-- start SELECTION --
Amended  IN  Senate  March 06, 2019

CALIFORNIA LEGISLATURE— 2019–2020 REGULAR SESSION

Senate Bill No. 48


Introduced by Senator Wiener

December 03, 2018


An act relating to homelessness. to add Article 12 (commencing with Section 65660) to Chapter 3 of Division 1 of Title 7 of the Government Code, relating to housing.


LEGISLATIVE COUNSEL'S DIGEST


SB 48, as amended, Wiener. Homelessness: right to shelter. Interim housing intervention developments.
(1) The Planning and Zoning Law requires the legislative body of each county and city to adopt a comprehensive, long-term general plan for the physical development of the county or city that includes a housing element. Existing law requires that the housing element identify adequate sites for housing, including rental housing, factory-built housing, mobilehomes, and emergency shelters, and to make adequate provision for the existing and projected needs of all economic segments of a community. Existing law requires that supportive housing be a use by right, as defined, in zones where multifamily and mixed uses are permitted, including nonresidential zones permitting multifamily uses, if the proposed housing development meets specified requirements.
-- end SELECTION --
-- start PROVIDED INFORMATION --
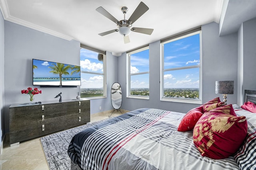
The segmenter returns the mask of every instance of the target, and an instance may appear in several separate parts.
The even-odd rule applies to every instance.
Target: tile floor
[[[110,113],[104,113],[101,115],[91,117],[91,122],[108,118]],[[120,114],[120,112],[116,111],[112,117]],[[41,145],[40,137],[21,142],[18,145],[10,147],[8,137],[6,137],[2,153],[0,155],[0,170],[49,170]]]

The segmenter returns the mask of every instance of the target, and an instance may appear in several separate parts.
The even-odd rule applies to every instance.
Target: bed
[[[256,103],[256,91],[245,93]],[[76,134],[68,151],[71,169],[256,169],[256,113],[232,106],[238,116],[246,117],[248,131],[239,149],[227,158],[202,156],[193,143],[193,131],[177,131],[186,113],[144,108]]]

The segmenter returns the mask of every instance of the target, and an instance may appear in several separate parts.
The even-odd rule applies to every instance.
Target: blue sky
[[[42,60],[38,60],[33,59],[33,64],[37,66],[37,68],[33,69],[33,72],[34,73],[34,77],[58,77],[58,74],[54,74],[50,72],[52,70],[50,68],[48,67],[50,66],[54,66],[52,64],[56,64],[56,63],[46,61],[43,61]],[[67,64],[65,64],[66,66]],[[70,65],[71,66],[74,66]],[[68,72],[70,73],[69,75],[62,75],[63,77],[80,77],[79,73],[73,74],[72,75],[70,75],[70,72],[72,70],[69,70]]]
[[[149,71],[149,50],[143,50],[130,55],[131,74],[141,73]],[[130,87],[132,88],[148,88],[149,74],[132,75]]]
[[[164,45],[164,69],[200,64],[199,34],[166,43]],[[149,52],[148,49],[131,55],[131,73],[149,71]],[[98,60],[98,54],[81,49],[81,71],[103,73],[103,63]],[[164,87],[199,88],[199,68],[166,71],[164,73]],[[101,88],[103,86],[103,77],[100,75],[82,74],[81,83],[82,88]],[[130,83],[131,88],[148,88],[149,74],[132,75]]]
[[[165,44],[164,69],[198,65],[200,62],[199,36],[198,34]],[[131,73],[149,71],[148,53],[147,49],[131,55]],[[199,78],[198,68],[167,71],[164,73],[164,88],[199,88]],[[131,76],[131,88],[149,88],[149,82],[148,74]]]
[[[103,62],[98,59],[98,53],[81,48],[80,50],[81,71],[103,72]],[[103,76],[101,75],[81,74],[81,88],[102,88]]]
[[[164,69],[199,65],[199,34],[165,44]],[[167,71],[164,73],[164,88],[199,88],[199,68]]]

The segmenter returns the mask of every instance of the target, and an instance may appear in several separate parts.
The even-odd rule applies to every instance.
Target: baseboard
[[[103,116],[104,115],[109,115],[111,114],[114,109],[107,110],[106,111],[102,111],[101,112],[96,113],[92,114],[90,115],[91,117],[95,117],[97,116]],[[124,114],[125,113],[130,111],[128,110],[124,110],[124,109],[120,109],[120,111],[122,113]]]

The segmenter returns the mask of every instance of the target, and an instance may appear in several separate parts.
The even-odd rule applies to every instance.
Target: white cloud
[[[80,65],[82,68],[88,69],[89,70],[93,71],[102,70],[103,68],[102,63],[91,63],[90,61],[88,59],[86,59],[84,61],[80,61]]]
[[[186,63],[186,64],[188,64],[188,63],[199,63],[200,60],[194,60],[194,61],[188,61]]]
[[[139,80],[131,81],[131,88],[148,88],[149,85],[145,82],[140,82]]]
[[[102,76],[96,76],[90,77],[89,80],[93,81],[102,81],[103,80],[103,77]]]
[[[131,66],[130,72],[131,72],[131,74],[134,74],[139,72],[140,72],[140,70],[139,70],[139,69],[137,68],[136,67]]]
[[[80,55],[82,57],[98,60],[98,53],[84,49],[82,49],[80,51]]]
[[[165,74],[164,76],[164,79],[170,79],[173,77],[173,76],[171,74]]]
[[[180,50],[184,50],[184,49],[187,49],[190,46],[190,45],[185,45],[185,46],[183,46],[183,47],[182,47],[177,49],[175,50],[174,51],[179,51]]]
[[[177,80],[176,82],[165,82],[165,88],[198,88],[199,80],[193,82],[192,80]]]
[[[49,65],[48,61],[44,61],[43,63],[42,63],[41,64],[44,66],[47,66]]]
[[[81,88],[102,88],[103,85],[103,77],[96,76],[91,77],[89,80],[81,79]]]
-- end PROVIDED INFORMATION --
■ INSTRUCTIONS TO FOLLOW
Condense the Senate Bill No. 48 excerpt into exactly two sentences. These data were obtained from a separate source.

■ TASK SOLUTION
Senate Bill No. 48, introduced by Senator Wiener on December 3, 2018, and amended in the Senate on March 6, 2019, relates to housing in the 2019–2020 regular session of the California Legislature. Its digest explains that existing law requires each county and city to adopt a general plan with a housing element that identifies adequate sites for housing, including emergency shelters, and makes supportive housing a use by right in zones permitting multifamily and mixed uses when specified requirements are met.